[PAGE]:
========================================================================

The event loop itself is pretty simple:

  1. We have two fixed same-sized buffers: one for stream_keys and one for their corresponding start message_ids. This is because of XREAD characterstics, where stream and its last message ID are split into two list.
  2. Call XREAD.
  3. When the response arrives, route the streams to their task response channels.
  4. Prune tasks for channels that have been already closed.
  5. Reschedule remaining active tasks back onto the pending task queue.
impl StreamRouter {
  fn event_loop(
    mut conn: redis::connection::Connection,
    tx: loole::Sender<StreamReadTask>,
    rx: loole::Receiver<StreamReadTask>,
    alive: Arc<AtomicBool>,
    options: StreamReadOptions,
    count: usize,
  ) -> RedisResult<()> {
    let mut stream_keys = Vec::with_capacity(count);
    let mut message_ids = Vec::with_capacity(count);
    let mut senders = HashMap::with_capacity(count);
    while alive.load(SeqCst) {
      // read as many tasks as possible without blocking more than once
      if !Self::read_buf(&rx, &mut stream_keys, &mut message_ids, &mut senders) {
        break; // pending task queue has been closed
      }
      // read_buf should always return non-empty buffer
      assert!(!stream_keys.is_empty()); 

      // perform Redis XREAD for streams given their last message ids
      let result: StreamReadReply = conn.xread_options(&stream_keys, &message_ids, &options)?;

      let mut msgs = 0;
      for stream in result.keys {
        let mut remove_sender = false;
        // match received Redis messages with their subscriber's channel
        if let Some((sender, idx)) = senders.get(stream.key.as_str()) {
          for stream_id in stream.ids {
            let message_id = stream_id.id;
            let value = stream_id.map;
            // update latest message id for a given stream
            message_ids[*idx].clone_from(&message_id);
            msgs += 1;
            // forward message to subscriber
            if let Err(err) = sender.send((message_id, value)) {
              remove_sender = true; // sender is already closed, remove it
            }
          }
        }
        if remove_sender {
          senders.remove(stream.key.as_str());
        }
      }
      
      Self::schedule_back(&tx, &mut stream_keys, &mut message_ids, &mut senders);
    }
    Ok(())

========================================================================

[WORK INSTRUCTIONS]:
A: Check each statement against the event loop excerpt and answer yes or no, quoting the deciding words. (i) The two buffers have a fixed, equal size. (ii) A sender that is already closed gets removed. (iii) Tasks for closed channels are rescheduled onto the pending task queue.
B: Output the event loop excerpt word for word, everything from "1. We have two" down to "pending task queue.".
C: Answer these questions from the event loop excerpt, one per line:
(i) What does step 3 say to do when the response arrives?
(ii) According to the comment on the break, what has happened when the loop breaks?
(iii) What condition keeps the while loop running?

[DATA]:
========================================================================

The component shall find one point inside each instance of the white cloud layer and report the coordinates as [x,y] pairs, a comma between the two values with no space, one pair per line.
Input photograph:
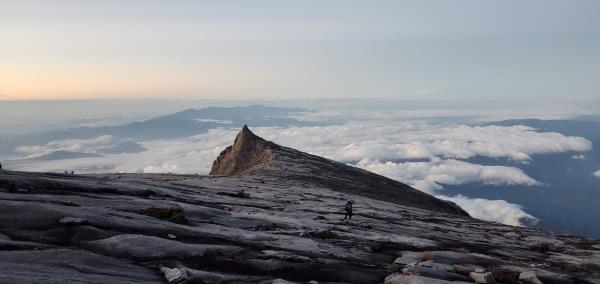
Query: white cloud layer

========================================================================

[OUTPUTS BY TASK]:
A:
(i) Yes: "We have two fixed same-sized buffers"
(ii) Yes: "sender is already closed, remove it"
(iii) No: "Prune tasks for channels that have been already closed."

B:
1. We have two fixed same-sized buffers: one for stream_keys and one for their corresponding start message_ids. This is because of XREAD characterstics, where stream and its last message ID are split into two list.
  2. Call XREAD.
  3. When the response arrives, route the streams to their task response channels.
  4. Prune tasks for channels that have been already closed.
  5. Reschedule remaining active tasks back onto the pending task queue.

C:
(i) Route the streams to their task response channels.
(ii) The pending task queue has been closed.
(iii) alive.load(SeqCst)